- **DOCUMENT TEXT**
****

Murdock writes further:
Maloney reports that 91 percent of campuses restrict student speech. Brown University banned words that cause “feelings of impotence, anger, or disenfranchisement.” West Virginia University instructed students that “instead of referring to…‘girlfriend’ or ‘boyfriend,’” they should
“use positive generic terms such as ‘lover’ or ‘partner.’” One can get into trouble without saying a word. The University of Connecticut prohibited “inappropriately directed laughter.”
Even more chilling, Maloney introduces us to numerous victims of the p.c. disease. . . .
Conservative university journalists cope with the campus Left’s neo-Stalinism. The Yale Free Press has seen entire print runs thrown into the garbage, prompting yawns among university executives. After editions were dumped en masse, staffers handed out the conservative UC Berkeley Patriot to individual students. Leftists taunted Patriot writers as “racists,” “Nazis,” and “Hitler Youth.” One co-ed recalls when “a guy came up to us with a bull horn and said, ‘The only good Republican is a dead Republican.’” As the Patriot’s Vanessa Wiseman distributed one issue, another student spat on her.
Maloney shows that on today’s campuses, everything local is politics.
“I’ve been learning in geography class that gender is socially constructed,” says Tennessee’s Sukhmani Singh Khalsa. Adds Oliver Wolf of Bates College: “I really don’t know why issues such as global warming, globalization, and militarism are brought up in a class on German literature.”
As Duke’s Madison Kitchens puts it: “That’s what passes for education.”
Just after the September 11 attacks, Central Michigan University told students to take American flags off their dormitory doors. Arizona State pulled a U.S. flag from its cafeteria, lest it rankle foreign students. At Holy Cross, the school’s sociology chairman told a friend of Todd Beamer — who led the passenger revolt against al Qaeda’s hijackers on United Flight 93 — that she must remove the flag from her desk in the department’s office.
The Left reserves its most toxic poison for the military. North Carolina State’s and UNC Chapel Hill’s ROTC buildings have been vandalized. One group of Pentagon recruiters arrived to a greeting that read: “U.S. out of Berkeley.” A San Francisco State mob disrupted an employment event featuring the Army Corps of Engineers. The chaos shuttered the entire jobs fair — for everyone.
Is there an antidote to this venom?
Supporting freedom-oriented scholastic organizations — such as the Institute for Humane Studies, the Leadership Institute, and the Young America’s Foundation — bolsters students who resist such evil. The Foundation for Individual Rights in Education also backs students targeted by the p.c. commissars. Alumni also should shut their checkbooks to such schools.
Political correctness has sickened many American universities. The good news is that filmmakers like Evan Coyne Maloney and brave, conservative and libertarian campus activists are dragging this ailment into the open where it should dissipate beneath the Sun’s disinfecting rays.

****

- **SOURCE DATA**

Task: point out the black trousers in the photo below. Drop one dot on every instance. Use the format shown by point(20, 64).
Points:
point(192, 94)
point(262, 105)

****

Please extract, word for word, the part of the campus speech text that opens with the words containing "Supporting freedom-oriented scholastic" and closes with "Sun’s disinfecting rays.".

- **RESULT**
Supporting freedom-oriented scholastic organizations — such as the Institute for Humane Studies, the Leadership Institute, and the Young America’s Foundation — bolsters students who resist such evil. The Foundation for Individual Rights in Education also backs students targeted by the p.c. commissars. Alumni also should shut their checkbooks to such schools.
Political correctness has sickened many American universities. The good news is that filmmakers like Evan Coyne Maloney and brave, conservative and libertarian campus activists are dragging this ailment into the open where it should dissipate beneath the Sun’s disinfecting rays.